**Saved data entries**
_____
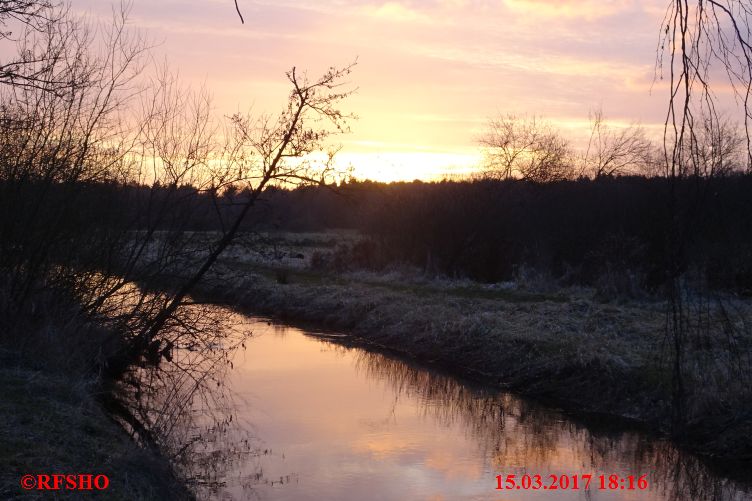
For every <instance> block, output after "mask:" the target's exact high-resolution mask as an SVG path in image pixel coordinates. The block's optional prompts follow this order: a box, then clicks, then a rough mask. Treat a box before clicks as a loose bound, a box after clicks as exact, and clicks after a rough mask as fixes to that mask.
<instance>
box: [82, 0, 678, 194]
mask: <svg viewBox="0 0 752 501" xmlns="http://www.w3.org/2000/svg"><path fill="white" fill-rule="evenodd" d="M238 4H239V6H240V9H241V12H242V14H243V16H244V17H245V24H241V22H240V19H239V18H238V15H237V13H236V12H235V6H234V3H233V1H232V0H160V1H159V2H154V1H153V0H133V5H132V10H131V15H130V24H131V25H132V26H134V27H138V28H142V29H144V31H145V32H146V33H147V34H148V36H149V37H151V38H152V39H154V40H156V41H158V42H159V43H160V44H159V46H158V47H157V48H156V49H155V53H156V54H157V56H158V57H159V58H160V59H161V58H164V59H166V60H167V61H169V63H170V65H171V67H172V68H173V69H175V70H177V71H179V73H180V76H181V78H182V79H183V80H184V81H186V82H189V83H191V84H196V85H201V84H205V85H206V87H207V88H208V89H209V90H210V92H211V93H212V95H213V102H214V105H215V107H216V109H217V111H218V112H220V113H232V112H235V111H247V110H248V109H250V108H251V107H252V108H253V110H254V111H256V112H260V111H269V112H273V111H276V110H280V109H281V108H282V107H283V106H284V103H285V98H286V95H287V92H288V90H289V88H288V86H287V82H286V80H285V77H284V74H285V72H286V71H287V70H289V69H290V68H291V67H292V66H297V67H298V68H300V69H307V70H308V71H309V73H310V74H311V75H317V74H320V73H322V72H323V71H324V70H325V69H326V68H327V67H329V66H331V65H335V66H343V65H346V64H347V63H349V62H352V61H353V60H355V58H357V59H358V65H357V67H356V69H355V71H354V72H353V74H352V75H351V81H352V83H353V85H354V86H357V87H358V91H357V93H356V94H355V95H354V96H352V97H351V98H350V99H348V101H347V102H346V104H345V108H346V109H347V110H348V111H351V112H353V113H356V114H357V115H358V116H359V117H360V118H359V120H358V121H357V122H354V123H353V124H352V129H353V132H352V133H351V134H350V135H348V136H346V137H344V138H342V143H343V146H344V148H343V150H342V152H341V153H340V155H341V156H340V161H341V162H347V163H351V164H352V165H353V167H354V168H355V175H356V176H357V177H361V178H363V177H368V178H374V179H378V180H385V181H390V180H398V179H406V180H411V179H414V178H421V179H433V178H437V177H441V176H443V175H445V174H462V173H465V172H468V171H469V170H472V168H473V167H474V166H475V165H477V164H478V162H479V161H480V153H479V147H478V145H477V139H478V136H479V135H480V134H481V133H482V132H483V129H484V124H485V123H486V122H487V120H488V118H489V117H491V116H493V115H496V114H499V113H501V114H507V113H516V114H529V115H532V114H534V115H538V116H543V117H545V118H547V119H549V120H550V121H552V122H554V123H555V124H557V125H558V126H560V127H561V128H562V129H563V130H564V131H565V133H566V134H567V135H568V136H569V137H570V138H571V139H572V141H573V142H574V143H575V144H577V142H578V141H582V140H583V138H584V137H586V134H587V133H586V130H587V126H588V112H589V111H590V110H592V109H594V108H598V107H601V108H602V109H603V112H604V114H605V115H606V117H608V118H609V119H610V120H611V121H613V122H615V123H616V124H629V123H632V122H640V123H642V124H643V125H645V126H647V127H651V126H658V125H659V124H660V123H662V121H663V118H664V116H665V111H666V101H667V88H666V85H665V83H664V82H661V81H657V82H654V76H655V58H656V48H657V45H658V38H659V32H660V26H661V21H662V19H663V15H664V12H665V8H666V5H667V2H666V1H665V0H643V1H636V0H494V1H491V0H403V1H377V0H355V1H346V0H317V1H315V2H313V1H311V2H298V1H292V0H238ZM111 5H112V4H111V3H110V2H108V1H105V0H73V8H74V9H75V10H77V11H81V12H87V13H88V14H89V15H91V16H93V17H100V16H102V17H103V18H107V17H109V12H110V9H111Z"/></svg>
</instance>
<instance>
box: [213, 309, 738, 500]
mask: <svg viewBox="0 0 752 501" xmlns="http://www.w3.org/2000/svg"><path fill="white" fill-rule="evenodd" d="M247 320H248V319H247ZM248 321H250V322H251V325H250V327H251V329H252V332H253V334H254V336H253V338H252V339H251V340H250V341H248V342H247V343H246V345H247V349H246V350H245V351H242V352H239V353H238V354H237V355H236V357H235V359H234V370H233V371H231V372H230V374H229V376H228V377H229V382H230V386H231V387H232V388H233V390H234V391H235V392H236V394H237V395H238V398H236V399H235V400H236V403H235V406H236V409H235V414H236V416H237V417H238V418H239V420H240V421H241V422H242V423H244V425H245V426H248V427H250V428H251V429H252V434H253V436H255V437H256V440H257V441H258V446H259V450H260V451H262V453H261V454H260V455H259V456H258V457H253V458H249V459H247V460H245V461H237V462H235V463H234V464H231V465H230V471H229V473H228V474H227V476H226V478H225V483H226V486H225V488H224V489H223V490H222V491H221V492H217V493H215V494H214V496H215V497H217V498H235V499H246V498H251V499H268V500H306V499H311V500H313V499H315V500H353V499H359V500H390V499H395V500H402V499H404V500H481V499H483V500H486V499H491V500H507V499H541V500H543V499H546V500H549V499H550V500H570V499H593V500H595V499H604V500H605V499H615V500H621V499H624V500H627V499H647V500H663V499H720V500H736V499H752V496H751V495H750V494H749V492H745V491H744V490H743V488H742V487H740V486H739V485H737V484H735V483H734V482H731V481H729V480H726V479H724V478H723V477H722V476H717V475H715V474H713V473H712V472H711V471H710V470H709V469H708V468H707V467H706V466H705V465H703V464H702V463H701V462H699V461H698V460H696V459H695V458H694V457H692V456H690V455H687V454H683V453H680V452H679V451H677V450H676V449H675V448H674V447H672V446H671V445H670V444H668V443H667V442H665V441H659V440H655V439H651V438H650V437H646V436H644V435H643V434H640V433H637V432H613V431H603V430H599V431H594V430H590V429H588V428H586V427H585V426H583V425H582V424H579V423H577V422H574V421H572V420H570V419H568V418H567V417H565V416H564V415H562V414H561V413H560V412H557V411H556V410H552V409H550V408H546V407H543V406H541V405H537V404H534V403H531V402H529V401H527V400H524V399H521V398H518V397H515V396H513V395H511V394H509V393H505V392H500V391H498V390H494V389H490V388H484V387H482V386H478V385H473V384H469V383H467V382H462V381H459V380H457V379H456V378H453V377H449V376H446V375H443V374H439V373H437V372H435V371H432V370H429V369H426V368H422V367H419V366H416V365H413V364H409V363H406V362H404V361H401V360H397V359H395V358H391V357H388V356H384V355H382V354H378V353H372V352H368V351H364V350H361V349H355V348H344V347H342V346H340V345H337V344H335V343H332V342H330V341H328V340H327V339H326V338H322V337H316V336H311V335H307V334H306V333H305V332H304V331H301V330H299V329H296V328H292V327H285V326H279V325H271V324H268V323H267V322H266V321H263V320H260V319H250V320H248ZM499 474H504V475H506V474H516V475H517V476H518V478H519V477H521V476H522V475H524V474H529V475H535V474H538V475H541V476H542V478H543V481H544V483H548V482H549V475H551V474H555V475H569V476H571V475H578V474H592V475H593V478H594V480H593V483H592V484H591V488H590V489H589V490H588V491H586V490H584V489H582V488H580V489H579V490H573V489H568V490H561V489H560V490H556V491H549V490H546V491H544V490H537V491H533V490H524V489H521V490H513V491H509V490H497V489H496V487H497V482H496V478H495V477H496V475H499ZM600 474H605V475H607V476H608V475H612V474H616V475H620V476H622V477H624V478H626V477H627V476H628V475H634V476H635V477H639V476H640V475H643V474H647V480H648V484H649V488H648V489H647V490H635V491H629V490H621V489H617V490H600V489H598V483H599V482H598V480H597V476H598V475H600Z"/></svg>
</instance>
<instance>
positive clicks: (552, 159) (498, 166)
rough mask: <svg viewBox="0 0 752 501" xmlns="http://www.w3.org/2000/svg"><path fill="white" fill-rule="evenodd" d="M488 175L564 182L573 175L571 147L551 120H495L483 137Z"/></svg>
mask: <svg viewBox="0 0 752 501" xmlns="http://www.w3.org/2000/svg"><path fill="white" fill-rule="evenodd" d="M479 142H480V144H481V146H482V147H483V149H484V153H485V157H486V161H485V175H486V176H487V177H490V178H494V179H525V180H528V181H534V182H541V183H543V182H551V181H560V180H563V179H567V178H569V177H571V174H572V169H571V150H570V148H569V144H568V142H567V140H566V139H564V138H563V137H562V136H561V135H560V134H559V133H558V132H557V131H556V130H555V129H554V128H553V126H552V125H551V124H549V123H548V122H545V121H543V120H541V119H538V118H536V117H517V116H515V115H507V116H501V117H497V118H494V119H491V120H490V121H489V123H488V130H487V131H486V133H485V134H484V135H483V136H481V138H480V141H479Z"/></svg>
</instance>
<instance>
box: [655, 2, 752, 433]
mask: <svg viewBox="0 0 752 501" xmlns="http://www.w3.org/2000/svg"><path fill="white" fill-rule="evenodd" d="M662 29H663V34H662V37H661V42H660V46H659V52H658V60H657V65H658V66H659V67H661V68H665V69H667V71H668V73H669V75H668V80H669V84H670V97H669V106H668V110H667V114H666V119H665V126H664V142H663V144H664V160H665V162H664V164H665V172H666V176H667V177H668V178H669V180H670V182H669V187H670V192H669V196H668V205H669V206H668V210H669V215H670V223H669V228H667V245H666V247H667V260H666V261H667V269H666V274H667V278H668V282H669V283H668V287H667V295H668V304H669V308H668V311H667V322H666V326H667V328H666V336H667V338H668V339H669V340H670V343H671V351H672V425H673V428H674V432H675V433H680V432H682V431H683V430H684V429H685V425H686V412H685V410H686V404H687V400H688V399H687V395H688V388H687V385H686V384H685V372H686V371H685V365H686V363H687V362H686V357H687V342H688V336H689V335H690V334H691V333H690V328H689V327H688V326H689V325H690V321H689V317H688V315H689V311H688V310H689V308H688V305H687V300H688V299H689V298H688V297H685V296H686V294H685V292H686V291H685V289H684V288H683V286H682V282H681V277H682V275H683V273H684V271H685V262H686V257H685V247H686V242H687V241H688V239H689V237H690V235H691V229H692V227H693V223H694V221H695V219H696V217H697V216H698V214H701V213H702V202H703V200H704V199H705V194H706V192H707V190H708V186H709V185H710V183H711V182H712V176H707V175H704V174H707V173H715V172H717V170H716V168H717V167H720V169H721V171H722V170H723V166H722V165H721V166H718V159H721V158H723V157H724V155H723V154H722V153H721V152H722V150H723V149H724V148H723V145H722V144H718V142H716V146H717V147H718V148H719V149H717V151H715V152H713V150H712V146H711V150H710V151H709V152H708V150H707V148H704V147H701V146H700V144H701V143H702V142H703V141H702V139H701V138H702V135H703V133H704V132H703V131H710V136H711V138H710V144H711V145H712V144H713V139H712V137H713V136H715V137H716V138H717V137H719V136H718V132H719V131H720V130H721V129H722V128H723V126H722V125H721V124H722V120H721V113H720V112H719V110H718V99H717V95H716V94H715V93H714V92H713V88H714V86H715V85H717V84H718V82H722V83H724V84H726V85H729V84H730V86H731V88H732V89H733V92H734V94H735V97H736V100H737V103H738V105H739V111H740V112H741V113H743V115H744V124H745V135H746V140H747V141H746V142H747V148H746V150H747V151H746V157H747V162H746V163H747V169H749V168H750V167H751V166H752V149H750V137H751V136H750V120H752V109H751V108H750V96H751V95H752V6H750V4H749V2H748V1H746V0H672V2H670V4H669V7H668V9H667V11H666V15H665V17H664V20H663V28H662ZM706 143H707V141H706ZM732 143H733V141H732ZM688 174H690V175H692V176H693V179H694V182H695V185H696V187H697V189H696V190H694V191H693V195H692V199H691V200H686V199H684V198H683V197H681V196H680V190H679V187H680V184H681V182H682V179H683V178H684V177H686V176H687V175H688ZM746 377H749V375H747V376H746Z"/></svg>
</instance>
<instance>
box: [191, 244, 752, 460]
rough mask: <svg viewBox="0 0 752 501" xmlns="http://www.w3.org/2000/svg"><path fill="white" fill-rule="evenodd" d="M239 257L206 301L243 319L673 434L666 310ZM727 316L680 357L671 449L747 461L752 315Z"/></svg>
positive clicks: (383, 274) (312, 248)
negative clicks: (686, 392) (372, 348)
mask: <svg viewBox="0 0 752 501" xmlns="http://www.w3.org/2000/svg"><path fill="white" fill-rule="evenodd" d="M320 238H323V237H320ZM276 245H279V246H280V247H281V245H280V242H279V241H277V243H276ZM329 247H330V248H331V245H330V246H329ZM314 249H318V250H319V251H321V247H318V248H317V247H316V246H315V245H309V246H308V251H307V253H305V254H304V257H303V258H299V261H300V262H301V264H304V263H306V261H307V260H308V259H310V256H311V254H312V252H313V251H314ZM294 252H296V253H298V252H301V253H303V252H305V251H302V250H301V249H300V248H298V249H295V251H294ZM241 254H242V247H236V249H235V250H234V253H230V254H228V255H227V256H225V257H223V258H222V260H221V262H220V263H219V266H217V267H216V268H215V270H214V271H213V273H212V276H211V277H210V278H209V279H207V280H206V281H205V284H204V286H203V287H202V289H201V291H199V295H200V296H202V297H203V298H204V299H209V300H212V301H219V302H222V303H225V304H229V305H233V306H235V307H236V308H239V309H241V310H244V311H246V312H249V313H257V314H267V315H272V316H275V317H277V318H279V319H282V320H286V321H288V322H299V323H301V322H302V323H309V324H311V325H315V326H318V327H325V328H332V329H338V330H341V331H344V332H347V333H350V334H351V337H350V338H349V341H348V342H351V343H359V344H365V345H371V346H374V347H378V348H381V349H388V350H390V351H393V352H396V353H399V354H401V355H402V356H405V357H408V358H411V359H415V360H418V361H420V362H423V363H427V364H434V365H437V366H441V367H443V368H445V369H449V370H451V371H454V372H456V373H458V374H462V375H465V376H471V377H474V378H475V379H478V380H481V381H483V382H486V383H491V384H495V385H498V386H499V387H505V388H512V389H515V390H516V391H519V392H522V393H525V394H529V395H534V396H537V397H539V398H543V399H545V400H547V401H550V402H552V403H554V404H556V405H560V406H562V407H563V408H565V409H567V410H570V411H573V412H576V413H588V414H598V415H601V414H603V415H609V416H614V417H620V418H627V419H630V420H636V421H639V422H642V423H643V424H646V425H647V426H648V427H650V428H652V429H654V430H655V431H657V432H658V433H660V434H665V435H668V434H670V433H671V428H670V415H671V359H672V354H671V351H670V349H669V348H670V344H669V341H670V340H669V338H668V337H667V336H666V322H667V310H666V305H665V303H664V302H662V301H660V300H658V299H655V298H652V299H651V298H649V297H648V298H642V299H623V298H622V299H619V298H610V299H606V298H604V297H602V295H601V294H599V293H598V292H597V291H594V290H590V289H584V288H557V287H556V286H552V285H549V286H540V285H534V284H533V285H530V284H524V283H502V284H490V285H489V284H479V283H474V282H471V281H468V280H456V279H452V280H449V279H439V278H430V277H425V276H422V275H421V274H419V273H410V272H408V273H405V272H404V271H400V272H397V271H393V272H389V273H371V272H363V271H359V272H341V273H335V272H331V271H319V270H316V269H312V268H311V267H306V266H303V265H301V264H296V265H295V266H286V265H285V263H284V262H283V261H279V260H278V261H276V262H274V261H271V262H270V261H269V260H259V259H254V258H248V256H246V257H245V258H243V259H239V258H238V255H241ZM724 305H725V307H724V308H723V309H718V308H714V307H712V306H709V307H708V308H706V309H703V310H702V311H699V310H698V314H697V319H698V320H697V322H698V326H697V327H698V328H697V329H696V331H697V335H691V336H690V337H689V339H688V343H687V348H686V353H685V374H684V378H685V381H684V383H685V386H686V388H688V395H687V399H686V405H685V409H684V412H685V418H686V426H685V428H684V429H682V430H681V432H680V433H674V438H675V439H676V440H677V441H678V442H681V443H683V444H685V445H686V446H688V447H689V448H691V449H693V450H695V451H697V452H700V453H704V454H708V455H713V456H723V457H727V458H735V459H752V404H750V401H752V399H751V398H750V397H751V396H752V395H751V392H750V387H751V386H752V385H749V384H747V383H746V382H745V381H747V382H748V381H749V380H750V379H749V376H750V375H752V374H750V370H749V368H750V367H752V362H751V361H750V359H749V356H750V353H752V336H750V335H749V330H748V329H745V328H744V327H745V324H744V322H745V321H746V319H749V318H752V315H750V312H751V311H752V308H751V306H750V304H749V301H746V300H742V299H738V298H732V297H727V298H724ZM730 311H733V312H734V316H733V318H730V317H729V315H728V313H729V312H730ZM700 324H701V325H700ZM689 327H690V332H694V330H692V327H693V326H689ZM700 327H702V328H700Z"/></svg>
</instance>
_____
What are the lines, exactly as written above, from the line with "257L206 301L243 319L673" to the line with "positive clicks: (383, 274) (312, 248)", both included? Output only those.

**Answer space**
rough mask: <svg viewBox="0 0 752 501" xmlns="http://www.w3.org/2000/svg"><path fill="white" fill-rule="evenodd" d="M239 257L206 301L243 319L673 434L666 310ZM727 316L680 357L671 449L747 461L752 315Z"/></svg>
positive clicks: (383, 274) (312, 248)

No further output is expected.